→ Requirements:
1. In the honorable mentions passage, which two friends does the writer call the best pairing on the show?
2. List every story arc that the honorable mentions passage names as one the writer wished to include.

→ Supplied text:

━━━━━━━━

Honorable Mentions: The list of episodes that should be made honorable mentions is too long, so I’ll just honor some story arcs that I tried to include in the story but I couldn’t. The main story arc I wish I could’ve included was the story arc of Eddie and his moving in with Chandler. It was one of the funniest strings of three episodes the show ever put out. The friendship of Chandler and Joey was probably the strongest on the show. And that’s saying a lot for a show called Friends. So this arc which pushed the boundaries of their friendship and proved that they cared about each other more than just as roommates was awesome. Another arc I wish I could’ve included was the arc that began Season 6 where Ross and Phoebe shared the secret of Ross and Rachel’s marriage. I cut it because life isn’t fair sometimes. But I’ve often argued that Ross and Phoebe together is the best pairing of two friends and whenever they had an episode together it was must-see television. So organizing an entire season around them sharing information was, much like a stick of gum, perfection. Finally, and I can’t believe that no single episode from this arc made the countdown, but the arc of Monica and Chandler getting married should have been mentioned, especially the episode that introduced us to the much-anticipated arrival of Chandler’s father. These episodes, including the first episode of Season 8 after the wedding, were some of the finest examples of the clustered nature of how this show could take scattered plots and somehow connect them. I’ll say that no matter how many times I’ve seen those episodes, they always make me cheer and make me laugh. But they didn’t make the countdown.

━━━━━━━━

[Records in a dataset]
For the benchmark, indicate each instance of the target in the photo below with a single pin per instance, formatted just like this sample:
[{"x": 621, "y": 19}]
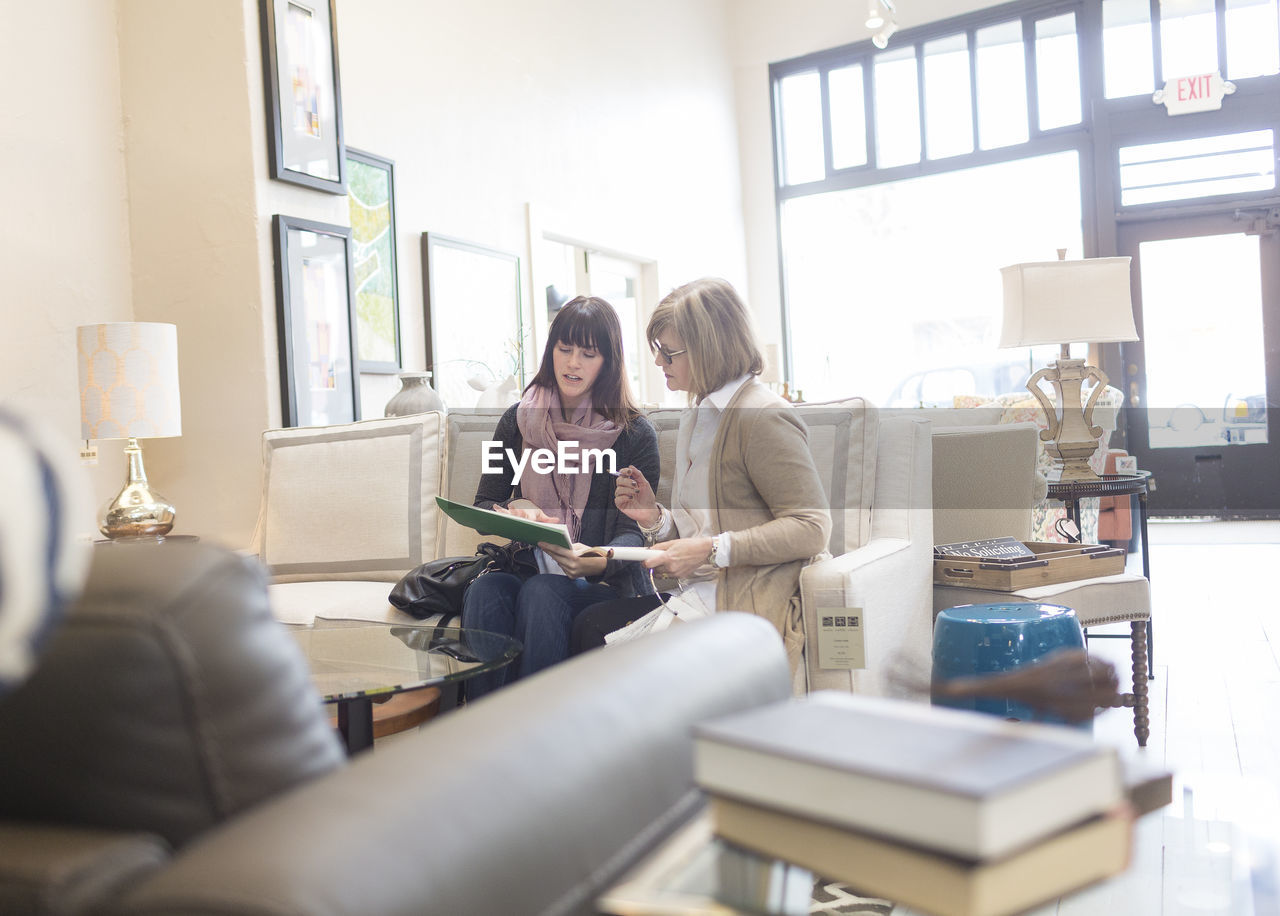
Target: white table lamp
[
  {"x": 1064, "y": 302},
  {"x": 128, "y": 381}
]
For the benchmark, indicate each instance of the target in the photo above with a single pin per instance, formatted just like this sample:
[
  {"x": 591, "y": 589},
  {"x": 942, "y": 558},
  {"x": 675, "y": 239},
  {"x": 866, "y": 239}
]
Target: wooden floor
[{"x": 1215, "y": 723}]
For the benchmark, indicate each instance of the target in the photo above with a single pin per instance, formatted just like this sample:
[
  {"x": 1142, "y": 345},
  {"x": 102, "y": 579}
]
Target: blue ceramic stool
[{"x": 988, "y": 639}]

━━━━━━━━

→ Response list:
1. Ross and Phoebe.

2.
- The arc of Eddie moving in with Chandler
- The arc that began Season 6, in which Ross and Phoebe shared the secret of Ross and Rachel's marriage
- The arc of Monica and Chandler getting married